## Description of the task
Say how many lines of the entries below include "steel", giving nothing but that number.

/---

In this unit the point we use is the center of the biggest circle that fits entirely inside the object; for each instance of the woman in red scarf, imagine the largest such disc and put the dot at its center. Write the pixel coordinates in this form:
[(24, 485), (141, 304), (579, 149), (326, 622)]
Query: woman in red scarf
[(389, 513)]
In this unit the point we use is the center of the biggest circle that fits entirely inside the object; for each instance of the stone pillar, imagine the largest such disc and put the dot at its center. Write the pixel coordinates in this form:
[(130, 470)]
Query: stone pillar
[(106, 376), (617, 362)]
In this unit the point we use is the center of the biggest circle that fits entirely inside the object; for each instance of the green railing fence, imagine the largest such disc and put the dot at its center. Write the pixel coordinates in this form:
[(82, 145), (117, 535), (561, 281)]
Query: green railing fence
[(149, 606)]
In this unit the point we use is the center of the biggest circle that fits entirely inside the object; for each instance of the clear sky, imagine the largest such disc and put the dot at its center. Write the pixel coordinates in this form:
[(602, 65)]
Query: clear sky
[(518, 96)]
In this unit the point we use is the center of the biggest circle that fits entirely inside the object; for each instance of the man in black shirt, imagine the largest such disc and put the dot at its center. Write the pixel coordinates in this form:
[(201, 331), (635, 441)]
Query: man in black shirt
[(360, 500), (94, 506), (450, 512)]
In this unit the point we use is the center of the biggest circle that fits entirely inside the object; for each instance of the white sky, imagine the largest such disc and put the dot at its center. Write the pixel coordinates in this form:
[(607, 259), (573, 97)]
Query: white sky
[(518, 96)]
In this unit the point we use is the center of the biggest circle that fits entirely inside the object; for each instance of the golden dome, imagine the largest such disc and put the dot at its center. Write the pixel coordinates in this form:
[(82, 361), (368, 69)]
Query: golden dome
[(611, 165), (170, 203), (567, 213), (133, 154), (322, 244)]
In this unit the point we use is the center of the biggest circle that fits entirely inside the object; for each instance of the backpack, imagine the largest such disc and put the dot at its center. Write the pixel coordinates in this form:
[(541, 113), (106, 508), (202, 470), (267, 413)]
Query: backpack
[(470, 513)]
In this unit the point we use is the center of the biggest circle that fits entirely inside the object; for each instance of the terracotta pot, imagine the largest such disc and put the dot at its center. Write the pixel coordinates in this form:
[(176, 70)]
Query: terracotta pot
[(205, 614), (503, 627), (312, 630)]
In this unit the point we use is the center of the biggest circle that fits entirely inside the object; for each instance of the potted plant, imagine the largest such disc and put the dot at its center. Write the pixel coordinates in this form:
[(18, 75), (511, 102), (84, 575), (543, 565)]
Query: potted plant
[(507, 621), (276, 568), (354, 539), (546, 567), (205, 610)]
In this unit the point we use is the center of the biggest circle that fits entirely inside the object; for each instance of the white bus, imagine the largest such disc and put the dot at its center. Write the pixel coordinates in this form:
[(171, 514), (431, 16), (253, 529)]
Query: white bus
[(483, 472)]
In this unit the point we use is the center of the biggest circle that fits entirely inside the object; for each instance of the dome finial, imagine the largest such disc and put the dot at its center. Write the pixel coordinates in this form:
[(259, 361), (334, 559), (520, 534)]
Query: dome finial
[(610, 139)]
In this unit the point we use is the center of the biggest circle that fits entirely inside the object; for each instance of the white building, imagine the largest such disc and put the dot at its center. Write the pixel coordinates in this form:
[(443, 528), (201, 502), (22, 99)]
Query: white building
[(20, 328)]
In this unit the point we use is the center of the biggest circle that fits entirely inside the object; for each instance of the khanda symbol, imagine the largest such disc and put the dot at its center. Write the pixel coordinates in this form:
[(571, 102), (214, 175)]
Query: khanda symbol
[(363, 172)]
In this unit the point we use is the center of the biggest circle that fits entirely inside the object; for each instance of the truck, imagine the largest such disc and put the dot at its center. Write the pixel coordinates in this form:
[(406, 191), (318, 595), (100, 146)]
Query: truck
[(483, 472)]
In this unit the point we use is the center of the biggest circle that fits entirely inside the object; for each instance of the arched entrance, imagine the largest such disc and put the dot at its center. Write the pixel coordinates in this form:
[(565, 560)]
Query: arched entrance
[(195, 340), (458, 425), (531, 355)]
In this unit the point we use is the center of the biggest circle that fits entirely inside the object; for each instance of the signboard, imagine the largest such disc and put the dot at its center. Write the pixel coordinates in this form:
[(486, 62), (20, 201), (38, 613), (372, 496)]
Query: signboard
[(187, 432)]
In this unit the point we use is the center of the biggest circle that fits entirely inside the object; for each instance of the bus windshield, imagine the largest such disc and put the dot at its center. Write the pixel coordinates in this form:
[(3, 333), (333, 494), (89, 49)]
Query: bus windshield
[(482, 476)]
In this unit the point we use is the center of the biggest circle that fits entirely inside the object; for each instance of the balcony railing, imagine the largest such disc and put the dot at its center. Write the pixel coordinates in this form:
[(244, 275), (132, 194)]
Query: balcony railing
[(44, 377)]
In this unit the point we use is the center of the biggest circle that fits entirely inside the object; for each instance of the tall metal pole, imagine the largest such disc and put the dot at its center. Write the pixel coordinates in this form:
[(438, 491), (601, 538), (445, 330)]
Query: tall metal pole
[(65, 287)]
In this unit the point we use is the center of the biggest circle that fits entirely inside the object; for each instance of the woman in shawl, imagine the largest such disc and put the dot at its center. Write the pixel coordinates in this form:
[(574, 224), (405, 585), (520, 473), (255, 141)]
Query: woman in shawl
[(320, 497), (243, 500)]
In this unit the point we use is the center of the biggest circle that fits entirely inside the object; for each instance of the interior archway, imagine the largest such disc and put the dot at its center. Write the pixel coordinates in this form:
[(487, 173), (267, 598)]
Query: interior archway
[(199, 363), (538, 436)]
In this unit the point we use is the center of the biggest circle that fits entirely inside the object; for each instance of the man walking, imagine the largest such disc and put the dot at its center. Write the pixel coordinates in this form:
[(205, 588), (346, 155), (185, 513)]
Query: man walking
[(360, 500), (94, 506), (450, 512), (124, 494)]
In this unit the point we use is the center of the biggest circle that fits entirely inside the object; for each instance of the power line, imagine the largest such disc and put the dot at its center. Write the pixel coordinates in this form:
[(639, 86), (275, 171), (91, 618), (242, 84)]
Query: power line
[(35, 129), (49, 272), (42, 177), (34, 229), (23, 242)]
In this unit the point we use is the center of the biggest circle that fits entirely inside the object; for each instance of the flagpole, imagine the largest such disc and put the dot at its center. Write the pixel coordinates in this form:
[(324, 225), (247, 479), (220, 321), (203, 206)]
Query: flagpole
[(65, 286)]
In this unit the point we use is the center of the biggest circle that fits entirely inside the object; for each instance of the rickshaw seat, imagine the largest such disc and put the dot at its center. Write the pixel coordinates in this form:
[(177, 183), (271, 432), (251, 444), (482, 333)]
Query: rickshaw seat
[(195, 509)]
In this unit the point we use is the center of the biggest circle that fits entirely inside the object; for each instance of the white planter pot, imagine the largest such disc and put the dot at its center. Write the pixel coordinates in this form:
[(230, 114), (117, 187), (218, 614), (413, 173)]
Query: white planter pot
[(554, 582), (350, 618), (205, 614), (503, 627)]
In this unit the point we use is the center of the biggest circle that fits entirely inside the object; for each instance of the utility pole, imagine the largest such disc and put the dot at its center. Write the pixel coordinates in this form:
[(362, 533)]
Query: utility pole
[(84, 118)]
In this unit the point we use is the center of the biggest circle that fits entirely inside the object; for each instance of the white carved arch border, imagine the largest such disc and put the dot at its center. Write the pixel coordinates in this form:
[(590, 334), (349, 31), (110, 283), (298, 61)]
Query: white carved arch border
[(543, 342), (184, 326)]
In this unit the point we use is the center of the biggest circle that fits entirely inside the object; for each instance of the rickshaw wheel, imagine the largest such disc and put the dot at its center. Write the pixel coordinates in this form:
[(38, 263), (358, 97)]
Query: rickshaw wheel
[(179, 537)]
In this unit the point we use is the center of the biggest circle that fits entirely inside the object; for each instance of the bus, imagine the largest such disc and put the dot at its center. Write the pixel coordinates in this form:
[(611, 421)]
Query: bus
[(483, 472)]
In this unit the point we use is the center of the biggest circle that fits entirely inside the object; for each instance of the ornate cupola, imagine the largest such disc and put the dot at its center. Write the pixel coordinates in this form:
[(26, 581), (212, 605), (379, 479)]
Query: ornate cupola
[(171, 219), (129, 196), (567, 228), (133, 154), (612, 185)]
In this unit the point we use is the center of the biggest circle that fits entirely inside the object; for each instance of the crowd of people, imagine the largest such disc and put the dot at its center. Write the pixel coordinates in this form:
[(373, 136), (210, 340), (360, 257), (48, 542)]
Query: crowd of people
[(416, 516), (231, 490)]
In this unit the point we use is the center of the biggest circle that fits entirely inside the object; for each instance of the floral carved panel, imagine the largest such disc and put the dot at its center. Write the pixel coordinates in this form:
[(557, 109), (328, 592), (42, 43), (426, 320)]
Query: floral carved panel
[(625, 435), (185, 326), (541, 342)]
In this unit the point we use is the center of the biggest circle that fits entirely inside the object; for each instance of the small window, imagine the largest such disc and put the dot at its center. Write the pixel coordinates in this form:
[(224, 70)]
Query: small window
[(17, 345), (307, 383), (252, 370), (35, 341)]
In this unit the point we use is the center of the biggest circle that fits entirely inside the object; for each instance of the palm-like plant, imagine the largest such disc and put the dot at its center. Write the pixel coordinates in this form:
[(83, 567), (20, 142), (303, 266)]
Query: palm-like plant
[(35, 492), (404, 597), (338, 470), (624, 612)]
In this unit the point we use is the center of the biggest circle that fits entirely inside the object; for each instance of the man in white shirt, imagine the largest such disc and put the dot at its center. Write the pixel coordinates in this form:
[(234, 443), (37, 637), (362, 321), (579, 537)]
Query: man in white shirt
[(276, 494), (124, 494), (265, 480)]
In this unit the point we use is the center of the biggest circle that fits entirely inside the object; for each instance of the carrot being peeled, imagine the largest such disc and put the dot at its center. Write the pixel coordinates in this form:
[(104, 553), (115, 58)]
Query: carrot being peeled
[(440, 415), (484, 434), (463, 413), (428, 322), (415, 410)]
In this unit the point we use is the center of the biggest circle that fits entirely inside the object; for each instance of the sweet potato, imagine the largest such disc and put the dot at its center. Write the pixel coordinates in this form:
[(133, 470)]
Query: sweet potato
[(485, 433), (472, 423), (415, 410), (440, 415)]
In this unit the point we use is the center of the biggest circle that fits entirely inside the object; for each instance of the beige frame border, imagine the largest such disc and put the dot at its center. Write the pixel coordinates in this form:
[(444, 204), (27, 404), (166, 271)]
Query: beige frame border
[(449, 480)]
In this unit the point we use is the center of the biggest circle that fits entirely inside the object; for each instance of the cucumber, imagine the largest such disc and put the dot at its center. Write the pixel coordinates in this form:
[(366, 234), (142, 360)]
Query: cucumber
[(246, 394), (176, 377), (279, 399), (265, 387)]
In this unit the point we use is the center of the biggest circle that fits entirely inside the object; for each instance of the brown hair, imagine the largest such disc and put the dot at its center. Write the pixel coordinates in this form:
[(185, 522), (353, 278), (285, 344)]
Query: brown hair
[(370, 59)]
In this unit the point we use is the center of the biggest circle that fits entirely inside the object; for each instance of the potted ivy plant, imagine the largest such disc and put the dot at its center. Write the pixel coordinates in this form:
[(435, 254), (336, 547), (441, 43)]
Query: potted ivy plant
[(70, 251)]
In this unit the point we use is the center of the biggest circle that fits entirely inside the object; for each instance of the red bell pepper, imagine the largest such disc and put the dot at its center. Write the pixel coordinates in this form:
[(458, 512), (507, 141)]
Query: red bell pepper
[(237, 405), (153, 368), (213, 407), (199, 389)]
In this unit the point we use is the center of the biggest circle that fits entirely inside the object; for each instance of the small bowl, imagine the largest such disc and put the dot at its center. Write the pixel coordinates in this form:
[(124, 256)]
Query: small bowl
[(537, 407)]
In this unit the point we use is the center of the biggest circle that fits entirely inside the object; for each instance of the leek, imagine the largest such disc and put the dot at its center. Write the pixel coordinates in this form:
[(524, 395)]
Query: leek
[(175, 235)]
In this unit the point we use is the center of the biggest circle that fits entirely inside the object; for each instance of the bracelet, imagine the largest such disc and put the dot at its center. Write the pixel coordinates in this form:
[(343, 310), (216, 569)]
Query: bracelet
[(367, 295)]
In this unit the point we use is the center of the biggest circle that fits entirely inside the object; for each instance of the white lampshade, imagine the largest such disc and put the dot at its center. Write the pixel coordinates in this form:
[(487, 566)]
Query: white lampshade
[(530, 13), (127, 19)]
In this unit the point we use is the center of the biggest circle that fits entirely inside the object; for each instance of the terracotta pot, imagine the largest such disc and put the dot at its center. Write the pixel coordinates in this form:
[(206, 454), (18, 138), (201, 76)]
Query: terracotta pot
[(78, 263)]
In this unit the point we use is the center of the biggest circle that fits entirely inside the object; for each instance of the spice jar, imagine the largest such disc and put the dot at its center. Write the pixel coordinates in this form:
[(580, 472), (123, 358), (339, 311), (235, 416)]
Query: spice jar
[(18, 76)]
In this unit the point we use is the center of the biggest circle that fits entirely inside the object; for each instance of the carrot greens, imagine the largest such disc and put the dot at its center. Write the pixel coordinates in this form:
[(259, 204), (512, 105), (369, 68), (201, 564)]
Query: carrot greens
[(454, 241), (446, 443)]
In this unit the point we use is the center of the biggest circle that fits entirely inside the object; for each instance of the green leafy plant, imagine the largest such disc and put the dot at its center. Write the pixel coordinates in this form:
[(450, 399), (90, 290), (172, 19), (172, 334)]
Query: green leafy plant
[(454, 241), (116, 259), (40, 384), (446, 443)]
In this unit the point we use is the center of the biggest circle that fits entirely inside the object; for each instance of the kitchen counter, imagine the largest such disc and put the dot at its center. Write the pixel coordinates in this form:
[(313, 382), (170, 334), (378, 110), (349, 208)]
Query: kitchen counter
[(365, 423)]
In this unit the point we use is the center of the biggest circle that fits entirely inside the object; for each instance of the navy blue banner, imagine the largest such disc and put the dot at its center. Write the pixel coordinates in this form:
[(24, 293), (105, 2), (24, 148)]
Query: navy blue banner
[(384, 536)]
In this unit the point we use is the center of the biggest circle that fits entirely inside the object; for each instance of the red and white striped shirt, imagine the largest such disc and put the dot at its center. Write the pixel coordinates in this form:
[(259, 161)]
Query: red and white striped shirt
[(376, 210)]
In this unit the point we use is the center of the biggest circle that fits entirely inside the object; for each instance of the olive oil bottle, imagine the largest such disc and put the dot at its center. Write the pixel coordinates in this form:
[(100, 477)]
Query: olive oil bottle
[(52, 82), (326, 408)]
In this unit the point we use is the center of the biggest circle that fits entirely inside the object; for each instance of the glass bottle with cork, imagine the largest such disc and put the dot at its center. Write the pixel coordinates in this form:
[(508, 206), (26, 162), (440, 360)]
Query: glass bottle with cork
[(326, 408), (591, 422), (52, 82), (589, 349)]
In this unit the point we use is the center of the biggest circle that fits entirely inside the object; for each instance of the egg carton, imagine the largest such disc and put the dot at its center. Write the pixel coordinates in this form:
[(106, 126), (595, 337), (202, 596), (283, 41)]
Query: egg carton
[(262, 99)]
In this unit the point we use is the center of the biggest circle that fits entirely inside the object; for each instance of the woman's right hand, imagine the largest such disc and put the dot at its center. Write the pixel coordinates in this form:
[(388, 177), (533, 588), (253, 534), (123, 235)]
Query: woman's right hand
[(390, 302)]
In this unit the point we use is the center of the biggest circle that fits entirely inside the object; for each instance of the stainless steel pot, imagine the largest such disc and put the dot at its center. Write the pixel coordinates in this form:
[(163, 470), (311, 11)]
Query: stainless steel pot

\---

## Your response
2